Demo image Demo image Demo image Demo image Demo image Demo image Demo image Demo image Demo image Demo image Demo image Demo image Demo image

Perjalanan Nyai Dasima

  • Senin, 23 Juli 2012
  • rani nuralam
  • Label: ,
  • Menyusuri Cerita Batavia Tempoe Doeloe

    Jakarta  memang sudah berusia 485 tahun, tapi kota ini berkembang mengikuti kota – kota metropolitan di dunia seperti bunga segar yang tengah mekar.  Ibukota negara Indonesia ini tumbuh menjulang dan melebar, padat dan sesak, serta canggih dan rumit. Dengan berbagai aspek di dalamnya, siapa nyana legenda dan dongeng Betawi tetap lestari, dan dengan bangunan – bangunan peninggalan zaman kolonial Belanda, menjadikan kota ini sarat sejarah. Cerita rakyat Betawi jadi tambah memikat manakala bangunan sejarah yang masih berdiri tegap itu terkait dengan cerita tersebut.  Bangunan sisa masa lalu itu bisa berupa gedung, tempat tinggal, makam, dan lain – lain.


    Populer
         Dalam khazanah cerita rakyat Betawi terdapat sebuah cerita yang terkenal yaitu “Nyai Dasima”. Ketenaran cerita ini dapat dibuktikan dengan kemunculan dalam berbagai bentuk : prosa (novel, bacaan anak – anak), puisi (syair, pantun), drama (Komedie Stamboel, Miss Riboet), film dan sinetron. Cerita ini semakin bertambah popular karena adanya lintas budaya. Cerita ini tidak saja terdapat dalam budaya Betawi dengan ditampilkan dalam pertunjukan lenong, misalnya, tetapi juga dalam budaya Sunda (Gending Karasmen), dan budaya Jawa (Rombongan Sandiwara Lokaria).

— Instruksi Kerja —
Sunting bagian teks tentang Nyai Dasima di atas, antara "Jakarta  memang sudah" dan "lain – lain." (termasuk kedua batas itu), dengan mengganti "Jakarta" menjadi "Batavia".

— Data yang Diberikan —
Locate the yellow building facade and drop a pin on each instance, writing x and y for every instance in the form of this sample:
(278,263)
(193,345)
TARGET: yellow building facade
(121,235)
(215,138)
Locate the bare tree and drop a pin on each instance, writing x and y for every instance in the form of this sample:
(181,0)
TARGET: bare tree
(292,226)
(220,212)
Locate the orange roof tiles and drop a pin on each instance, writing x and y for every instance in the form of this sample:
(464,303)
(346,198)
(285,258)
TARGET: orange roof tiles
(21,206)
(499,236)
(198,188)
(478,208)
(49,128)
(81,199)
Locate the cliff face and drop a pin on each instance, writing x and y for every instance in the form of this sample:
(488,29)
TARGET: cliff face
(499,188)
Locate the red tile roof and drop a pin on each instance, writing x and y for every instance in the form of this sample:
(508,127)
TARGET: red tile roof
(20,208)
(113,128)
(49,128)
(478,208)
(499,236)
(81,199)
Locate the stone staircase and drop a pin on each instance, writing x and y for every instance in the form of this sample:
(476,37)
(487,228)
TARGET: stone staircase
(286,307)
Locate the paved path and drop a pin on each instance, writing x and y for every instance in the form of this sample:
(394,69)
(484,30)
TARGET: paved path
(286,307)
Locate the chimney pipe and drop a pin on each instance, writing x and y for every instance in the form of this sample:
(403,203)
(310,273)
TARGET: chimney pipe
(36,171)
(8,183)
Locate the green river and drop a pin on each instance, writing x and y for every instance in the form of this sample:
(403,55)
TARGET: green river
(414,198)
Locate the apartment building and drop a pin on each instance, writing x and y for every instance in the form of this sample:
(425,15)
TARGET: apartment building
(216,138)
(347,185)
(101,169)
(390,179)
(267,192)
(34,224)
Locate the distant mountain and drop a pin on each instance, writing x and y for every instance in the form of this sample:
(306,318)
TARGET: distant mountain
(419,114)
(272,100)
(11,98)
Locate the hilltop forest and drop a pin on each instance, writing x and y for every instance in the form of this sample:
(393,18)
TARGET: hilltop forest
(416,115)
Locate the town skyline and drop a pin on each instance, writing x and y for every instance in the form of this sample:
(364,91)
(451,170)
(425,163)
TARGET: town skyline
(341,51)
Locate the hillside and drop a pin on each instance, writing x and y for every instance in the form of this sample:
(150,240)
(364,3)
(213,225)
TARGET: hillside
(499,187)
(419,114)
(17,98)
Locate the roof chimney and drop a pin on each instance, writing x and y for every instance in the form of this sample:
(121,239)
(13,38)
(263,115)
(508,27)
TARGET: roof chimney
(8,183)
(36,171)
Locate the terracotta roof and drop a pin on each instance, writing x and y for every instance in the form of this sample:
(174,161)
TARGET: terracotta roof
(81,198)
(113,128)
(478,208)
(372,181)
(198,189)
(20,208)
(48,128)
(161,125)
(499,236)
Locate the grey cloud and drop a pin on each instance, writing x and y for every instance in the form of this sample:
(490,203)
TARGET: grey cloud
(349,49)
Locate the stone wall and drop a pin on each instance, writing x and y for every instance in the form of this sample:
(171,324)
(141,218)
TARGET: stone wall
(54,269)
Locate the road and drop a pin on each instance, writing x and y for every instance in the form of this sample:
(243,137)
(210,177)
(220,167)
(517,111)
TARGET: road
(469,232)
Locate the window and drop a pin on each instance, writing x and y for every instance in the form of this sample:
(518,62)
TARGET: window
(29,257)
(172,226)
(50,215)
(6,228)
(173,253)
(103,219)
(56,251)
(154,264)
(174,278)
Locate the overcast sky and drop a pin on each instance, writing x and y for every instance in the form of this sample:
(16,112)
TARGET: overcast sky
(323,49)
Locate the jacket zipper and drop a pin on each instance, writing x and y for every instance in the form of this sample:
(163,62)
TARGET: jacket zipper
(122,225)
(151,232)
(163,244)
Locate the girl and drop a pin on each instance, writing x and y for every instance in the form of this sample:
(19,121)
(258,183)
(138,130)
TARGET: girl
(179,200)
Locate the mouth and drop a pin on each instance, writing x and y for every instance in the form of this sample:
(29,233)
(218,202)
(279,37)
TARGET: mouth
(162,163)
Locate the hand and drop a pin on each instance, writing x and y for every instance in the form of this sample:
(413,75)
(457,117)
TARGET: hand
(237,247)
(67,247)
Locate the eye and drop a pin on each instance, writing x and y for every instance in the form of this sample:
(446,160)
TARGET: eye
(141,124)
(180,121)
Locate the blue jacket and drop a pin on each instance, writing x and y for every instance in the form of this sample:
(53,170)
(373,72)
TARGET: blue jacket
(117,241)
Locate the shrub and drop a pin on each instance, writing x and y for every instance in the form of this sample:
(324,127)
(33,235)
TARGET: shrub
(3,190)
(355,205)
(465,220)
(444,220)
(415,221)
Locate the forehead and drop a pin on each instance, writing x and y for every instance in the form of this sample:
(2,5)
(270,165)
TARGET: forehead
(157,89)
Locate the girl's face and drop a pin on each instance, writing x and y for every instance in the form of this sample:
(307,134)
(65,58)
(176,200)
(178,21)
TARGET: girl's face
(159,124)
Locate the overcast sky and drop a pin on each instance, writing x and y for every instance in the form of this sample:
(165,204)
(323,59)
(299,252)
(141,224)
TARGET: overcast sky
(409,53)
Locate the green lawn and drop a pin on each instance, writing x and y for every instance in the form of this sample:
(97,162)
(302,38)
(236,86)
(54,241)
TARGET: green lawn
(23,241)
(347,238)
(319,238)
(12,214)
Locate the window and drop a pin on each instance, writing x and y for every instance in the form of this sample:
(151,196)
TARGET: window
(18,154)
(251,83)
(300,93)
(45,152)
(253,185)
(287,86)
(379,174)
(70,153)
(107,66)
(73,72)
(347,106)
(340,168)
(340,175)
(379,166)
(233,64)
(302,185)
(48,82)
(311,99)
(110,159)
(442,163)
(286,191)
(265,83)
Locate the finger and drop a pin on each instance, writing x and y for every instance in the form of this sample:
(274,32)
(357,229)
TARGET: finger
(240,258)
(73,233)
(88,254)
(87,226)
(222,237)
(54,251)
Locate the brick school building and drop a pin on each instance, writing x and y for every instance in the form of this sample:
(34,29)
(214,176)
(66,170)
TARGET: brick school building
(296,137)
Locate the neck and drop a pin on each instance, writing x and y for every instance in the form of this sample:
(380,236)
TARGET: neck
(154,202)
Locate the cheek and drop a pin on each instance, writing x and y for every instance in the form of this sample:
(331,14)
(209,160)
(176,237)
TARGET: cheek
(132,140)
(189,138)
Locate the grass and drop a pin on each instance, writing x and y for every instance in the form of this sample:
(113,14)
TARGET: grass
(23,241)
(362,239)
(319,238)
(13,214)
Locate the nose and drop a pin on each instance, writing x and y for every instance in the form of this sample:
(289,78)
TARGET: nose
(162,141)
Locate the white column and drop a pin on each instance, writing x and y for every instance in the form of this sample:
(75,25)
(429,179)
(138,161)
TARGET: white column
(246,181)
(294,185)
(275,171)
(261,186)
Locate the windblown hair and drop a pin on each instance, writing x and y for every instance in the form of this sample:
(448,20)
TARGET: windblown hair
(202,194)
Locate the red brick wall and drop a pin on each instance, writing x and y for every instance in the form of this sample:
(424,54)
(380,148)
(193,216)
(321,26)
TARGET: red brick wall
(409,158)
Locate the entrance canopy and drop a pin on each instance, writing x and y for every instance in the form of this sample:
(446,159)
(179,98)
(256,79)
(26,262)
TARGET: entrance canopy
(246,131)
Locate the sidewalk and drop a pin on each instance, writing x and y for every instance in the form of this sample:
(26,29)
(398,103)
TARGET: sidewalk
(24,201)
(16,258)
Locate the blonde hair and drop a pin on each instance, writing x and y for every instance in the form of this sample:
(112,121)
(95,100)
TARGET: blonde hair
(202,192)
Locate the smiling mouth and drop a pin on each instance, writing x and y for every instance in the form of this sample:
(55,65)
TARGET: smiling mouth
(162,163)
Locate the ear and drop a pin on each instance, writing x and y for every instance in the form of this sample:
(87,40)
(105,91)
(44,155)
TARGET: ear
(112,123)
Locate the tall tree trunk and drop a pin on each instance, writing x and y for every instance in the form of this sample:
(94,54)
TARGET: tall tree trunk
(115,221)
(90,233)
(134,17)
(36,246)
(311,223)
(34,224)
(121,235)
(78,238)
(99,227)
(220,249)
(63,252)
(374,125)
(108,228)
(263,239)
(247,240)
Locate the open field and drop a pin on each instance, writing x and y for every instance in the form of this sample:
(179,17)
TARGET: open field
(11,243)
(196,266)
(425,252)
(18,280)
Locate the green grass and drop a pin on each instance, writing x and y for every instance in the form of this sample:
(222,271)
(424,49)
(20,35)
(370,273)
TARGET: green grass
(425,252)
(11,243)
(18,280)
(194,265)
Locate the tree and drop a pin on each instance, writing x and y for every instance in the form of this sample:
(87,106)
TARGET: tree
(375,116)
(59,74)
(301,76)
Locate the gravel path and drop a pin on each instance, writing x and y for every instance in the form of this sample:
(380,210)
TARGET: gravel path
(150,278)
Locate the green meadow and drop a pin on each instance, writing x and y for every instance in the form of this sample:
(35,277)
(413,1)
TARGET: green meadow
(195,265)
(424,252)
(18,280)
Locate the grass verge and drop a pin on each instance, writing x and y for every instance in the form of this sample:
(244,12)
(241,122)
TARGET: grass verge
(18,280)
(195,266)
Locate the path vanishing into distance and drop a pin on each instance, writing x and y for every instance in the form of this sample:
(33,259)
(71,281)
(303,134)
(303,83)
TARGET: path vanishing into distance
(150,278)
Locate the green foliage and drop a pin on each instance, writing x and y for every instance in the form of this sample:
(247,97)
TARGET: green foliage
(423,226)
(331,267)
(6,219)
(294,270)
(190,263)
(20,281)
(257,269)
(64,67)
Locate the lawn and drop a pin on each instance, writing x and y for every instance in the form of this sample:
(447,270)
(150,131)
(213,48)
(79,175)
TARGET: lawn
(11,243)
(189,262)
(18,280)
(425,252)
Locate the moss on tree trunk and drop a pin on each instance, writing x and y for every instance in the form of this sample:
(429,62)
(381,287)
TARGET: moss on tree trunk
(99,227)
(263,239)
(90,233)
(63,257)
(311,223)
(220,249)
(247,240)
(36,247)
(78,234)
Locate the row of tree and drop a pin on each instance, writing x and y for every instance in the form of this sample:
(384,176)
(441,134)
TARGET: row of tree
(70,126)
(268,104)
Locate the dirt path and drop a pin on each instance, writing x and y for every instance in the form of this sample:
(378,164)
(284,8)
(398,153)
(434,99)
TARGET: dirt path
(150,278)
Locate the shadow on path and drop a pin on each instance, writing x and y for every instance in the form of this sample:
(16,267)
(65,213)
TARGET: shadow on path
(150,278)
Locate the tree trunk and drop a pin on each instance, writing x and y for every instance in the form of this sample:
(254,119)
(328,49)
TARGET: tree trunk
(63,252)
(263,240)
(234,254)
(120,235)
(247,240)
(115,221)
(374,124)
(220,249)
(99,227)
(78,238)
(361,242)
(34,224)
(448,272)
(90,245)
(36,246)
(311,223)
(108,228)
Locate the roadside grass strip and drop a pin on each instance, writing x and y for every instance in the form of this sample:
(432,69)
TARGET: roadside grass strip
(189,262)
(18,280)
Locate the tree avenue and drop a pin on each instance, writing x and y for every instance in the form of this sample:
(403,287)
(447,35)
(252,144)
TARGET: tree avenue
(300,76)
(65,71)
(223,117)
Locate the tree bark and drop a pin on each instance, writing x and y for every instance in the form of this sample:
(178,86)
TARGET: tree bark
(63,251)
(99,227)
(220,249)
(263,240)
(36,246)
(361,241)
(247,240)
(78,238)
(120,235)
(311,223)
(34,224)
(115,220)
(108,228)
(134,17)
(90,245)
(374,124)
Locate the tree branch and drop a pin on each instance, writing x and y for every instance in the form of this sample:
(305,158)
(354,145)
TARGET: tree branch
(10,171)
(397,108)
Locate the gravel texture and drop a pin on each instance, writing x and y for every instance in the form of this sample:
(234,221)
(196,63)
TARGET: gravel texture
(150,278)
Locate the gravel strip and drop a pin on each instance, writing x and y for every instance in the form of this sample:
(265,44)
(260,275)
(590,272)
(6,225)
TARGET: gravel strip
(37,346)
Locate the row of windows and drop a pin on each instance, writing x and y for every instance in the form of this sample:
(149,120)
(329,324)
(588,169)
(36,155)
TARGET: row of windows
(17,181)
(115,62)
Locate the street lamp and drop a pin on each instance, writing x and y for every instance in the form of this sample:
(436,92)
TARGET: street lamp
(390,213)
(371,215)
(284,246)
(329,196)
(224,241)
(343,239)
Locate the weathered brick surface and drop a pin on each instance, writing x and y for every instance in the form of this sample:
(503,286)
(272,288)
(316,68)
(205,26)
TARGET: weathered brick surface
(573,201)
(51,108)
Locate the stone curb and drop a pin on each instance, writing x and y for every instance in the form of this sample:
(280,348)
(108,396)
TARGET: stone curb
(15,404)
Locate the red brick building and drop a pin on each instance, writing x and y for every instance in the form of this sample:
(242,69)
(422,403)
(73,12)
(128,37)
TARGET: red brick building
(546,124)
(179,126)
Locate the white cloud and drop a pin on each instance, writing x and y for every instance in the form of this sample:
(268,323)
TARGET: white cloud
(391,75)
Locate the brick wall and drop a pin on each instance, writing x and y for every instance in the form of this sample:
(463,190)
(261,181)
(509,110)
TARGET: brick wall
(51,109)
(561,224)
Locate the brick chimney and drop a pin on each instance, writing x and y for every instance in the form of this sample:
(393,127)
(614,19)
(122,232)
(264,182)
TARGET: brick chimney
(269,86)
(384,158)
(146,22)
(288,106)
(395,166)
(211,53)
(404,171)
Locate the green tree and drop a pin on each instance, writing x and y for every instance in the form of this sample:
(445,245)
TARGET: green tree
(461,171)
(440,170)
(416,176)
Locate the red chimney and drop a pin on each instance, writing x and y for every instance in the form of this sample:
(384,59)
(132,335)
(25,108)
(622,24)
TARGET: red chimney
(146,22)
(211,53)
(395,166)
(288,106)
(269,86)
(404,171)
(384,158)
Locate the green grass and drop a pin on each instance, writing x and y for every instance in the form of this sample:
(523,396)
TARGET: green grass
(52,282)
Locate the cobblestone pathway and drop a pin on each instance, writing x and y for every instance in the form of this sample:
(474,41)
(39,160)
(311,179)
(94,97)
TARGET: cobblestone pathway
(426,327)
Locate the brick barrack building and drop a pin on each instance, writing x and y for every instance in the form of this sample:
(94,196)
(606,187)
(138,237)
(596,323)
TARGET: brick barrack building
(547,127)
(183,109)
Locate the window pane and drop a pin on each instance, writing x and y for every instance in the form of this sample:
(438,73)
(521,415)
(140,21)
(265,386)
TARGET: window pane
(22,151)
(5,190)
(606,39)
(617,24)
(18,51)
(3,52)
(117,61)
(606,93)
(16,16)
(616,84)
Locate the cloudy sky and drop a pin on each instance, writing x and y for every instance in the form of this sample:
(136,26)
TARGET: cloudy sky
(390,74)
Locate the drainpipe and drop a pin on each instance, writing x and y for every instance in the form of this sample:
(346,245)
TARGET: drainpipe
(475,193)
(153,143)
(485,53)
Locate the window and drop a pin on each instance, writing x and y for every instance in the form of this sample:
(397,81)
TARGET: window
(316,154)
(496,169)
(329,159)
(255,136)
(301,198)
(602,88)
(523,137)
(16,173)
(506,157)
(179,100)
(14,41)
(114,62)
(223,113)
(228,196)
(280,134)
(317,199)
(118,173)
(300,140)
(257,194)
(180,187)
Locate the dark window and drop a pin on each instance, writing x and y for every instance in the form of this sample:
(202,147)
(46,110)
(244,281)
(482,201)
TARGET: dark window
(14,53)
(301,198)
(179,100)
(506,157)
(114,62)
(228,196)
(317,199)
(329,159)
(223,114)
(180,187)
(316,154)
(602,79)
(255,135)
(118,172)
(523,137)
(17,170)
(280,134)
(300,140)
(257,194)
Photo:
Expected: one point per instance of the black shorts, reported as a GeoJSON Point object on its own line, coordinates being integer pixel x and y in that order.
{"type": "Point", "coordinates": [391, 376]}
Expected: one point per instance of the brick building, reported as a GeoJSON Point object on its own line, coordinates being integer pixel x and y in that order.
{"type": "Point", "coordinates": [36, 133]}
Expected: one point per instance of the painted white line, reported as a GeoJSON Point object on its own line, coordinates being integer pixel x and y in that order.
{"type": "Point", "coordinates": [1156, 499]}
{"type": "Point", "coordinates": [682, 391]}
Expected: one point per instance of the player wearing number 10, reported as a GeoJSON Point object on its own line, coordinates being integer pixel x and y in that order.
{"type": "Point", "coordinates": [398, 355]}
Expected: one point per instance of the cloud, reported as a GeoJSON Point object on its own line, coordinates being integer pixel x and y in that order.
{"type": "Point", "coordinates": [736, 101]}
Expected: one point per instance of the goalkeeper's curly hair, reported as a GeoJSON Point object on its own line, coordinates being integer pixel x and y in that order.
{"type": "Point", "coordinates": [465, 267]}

— Sebagai Tanggapan —
Batavia  memang sudah berusia 485 tahun, tapi kota ini berkembang mengikuti kota – kota metropolitan di dunia seperti bunga segar yang tengah mekar.  Ibukota negara Indonesia ini tumbuh menjulang dan melebar, padat dan sesak, serta canggih dan rumit. Dengan berbagai aspek di dalamnya, siapa nyana legenda dan dongeng Betawi tetap lestari, dan dengan bangunan – bangunan peninggalan zaman kolonial Belanda, menjadikan kota ini sarat sejarah. Cerita rakyat Betawi jadi tambah memikat manakala bangunan sejarah yang masih berdiri tegap itu terkait dengan cerita tersebut.  Bangunan sisa masa lalu itu bisa berupa gedung, tempat tinggal, makam, dan lain – lain.